Set the data down again so that every line matches exactly.

*Records provided*
....................

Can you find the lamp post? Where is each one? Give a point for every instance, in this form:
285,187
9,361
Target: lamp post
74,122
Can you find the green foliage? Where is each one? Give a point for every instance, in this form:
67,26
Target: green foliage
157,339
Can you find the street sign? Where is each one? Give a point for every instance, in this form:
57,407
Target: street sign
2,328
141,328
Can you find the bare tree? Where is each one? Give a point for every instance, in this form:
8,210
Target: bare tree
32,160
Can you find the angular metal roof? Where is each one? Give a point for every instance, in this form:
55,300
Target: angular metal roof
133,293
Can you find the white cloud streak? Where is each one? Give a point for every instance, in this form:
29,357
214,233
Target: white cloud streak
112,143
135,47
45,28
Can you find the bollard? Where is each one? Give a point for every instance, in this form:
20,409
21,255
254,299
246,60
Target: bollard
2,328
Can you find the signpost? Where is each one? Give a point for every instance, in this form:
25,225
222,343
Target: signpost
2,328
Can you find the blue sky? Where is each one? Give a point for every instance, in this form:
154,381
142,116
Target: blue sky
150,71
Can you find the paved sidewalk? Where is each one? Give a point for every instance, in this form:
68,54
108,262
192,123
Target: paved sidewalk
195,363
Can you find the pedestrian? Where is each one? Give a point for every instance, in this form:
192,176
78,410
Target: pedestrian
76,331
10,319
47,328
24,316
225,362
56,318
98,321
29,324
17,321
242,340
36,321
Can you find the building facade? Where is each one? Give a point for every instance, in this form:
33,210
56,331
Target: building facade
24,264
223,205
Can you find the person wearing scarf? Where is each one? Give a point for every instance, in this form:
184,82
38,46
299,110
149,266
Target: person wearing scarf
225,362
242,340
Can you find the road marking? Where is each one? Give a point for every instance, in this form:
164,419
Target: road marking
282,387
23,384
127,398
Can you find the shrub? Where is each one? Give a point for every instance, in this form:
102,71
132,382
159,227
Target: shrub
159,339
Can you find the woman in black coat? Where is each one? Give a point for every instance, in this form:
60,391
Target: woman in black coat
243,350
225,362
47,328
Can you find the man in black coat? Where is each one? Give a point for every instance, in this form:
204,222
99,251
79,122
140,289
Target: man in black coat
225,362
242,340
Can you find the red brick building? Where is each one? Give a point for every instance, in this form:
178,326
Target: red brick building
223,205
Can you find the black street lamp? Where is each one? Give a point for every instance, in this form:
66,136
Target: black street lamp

....................

*Output below*
Can you find the lamp post? Where is each one? Give a point for every instance, in this form:
285,187
9,361
Target: lamp post
74,122
Can you find the green foliage? Where is each one? Give a point for every instance, in this form:
67,26
Target: green foliage
157,339
Can you find the street sign? Where is each one? Give a point for every instance, in this form:
57,407
Target: street sign
2,328
141,328
Can you find the bare tree? Where is each one? Give a point for every instance, in this form:
8,210
Target: bare tree
32,160
Can you find the angular metal roof? Where is each one? Give a point for every instance, in this form:
55,300
Target: angular metal roof
133,293
Can you find the white cloud streak? Where is each one? Give a point for every instance, in this form:
29,357
214,233
Target: white cloud streak
112,143
135,47
45,28
Can you find the bollard? Where is each one? Give a point for every instance, in this form:
20,409
21,255
254,299
246,60
Target: bollard
2,328
Can you find the signpost? Where is each one? Give a point for every instance, in this form:
25,225
222,343
Target: signpost
2,328
Can you find the blue sky? Where is each one? Give a point for every instance, in this form:
154,381
142,116
Target: blue sky
150,71
Can you find the paved sidewalk? Where is each one? Give a point for every instance, in this form:
68,54
108,262
192,123
Target: paved sidewalk
195,363
Can you find the pedestrian? Where is each one? Give a point for every instance, in this form:
192,176
78,410
Target: pedestrian
76,331
10,319
47,328
24,316
225,362
56,318
98,321
29,324
17,321
242,340
36,321
Can you find the building facade? Where is each one? Give a point for every instance, in this form:
33,210
56,331
Target: building facade
24,264
223,205
Can you find the person wearing scarf? Where is each one? Give a point for every instance, in this form:
184,82
38,46
299,110
149,266
Target: person wearing scarf
225,362
242,340
Can you find the road marking? Where is each one? Give a point for every instance, in this form:
164,419
Target: road marking
282,387
23,384
127,398
Can you find the shrub? Where is each one? Give a point for every instance, in this form:
102,71
132,382
159,227
Target: shrub
159,339
Can you find the woman in black coat? Where is each one? Give a point for every instance, in this form:
60,391
Target: woman in black coat
243,350
225,362
47,328
Can you find the man in black coat? Where is each one? Give a point for every instance, in this form:
204,222
99,251
79,122
140,289
Target: man in black coat
225,362
242,340
Can you find the red brick building? Where is each one? Give a point for every instance, in this form:
178,326
Target: red brick building
223,205
Can you find the black street lamp? Where is each one? Give a point for every instance, in this form:
66,136
Target: black street lamp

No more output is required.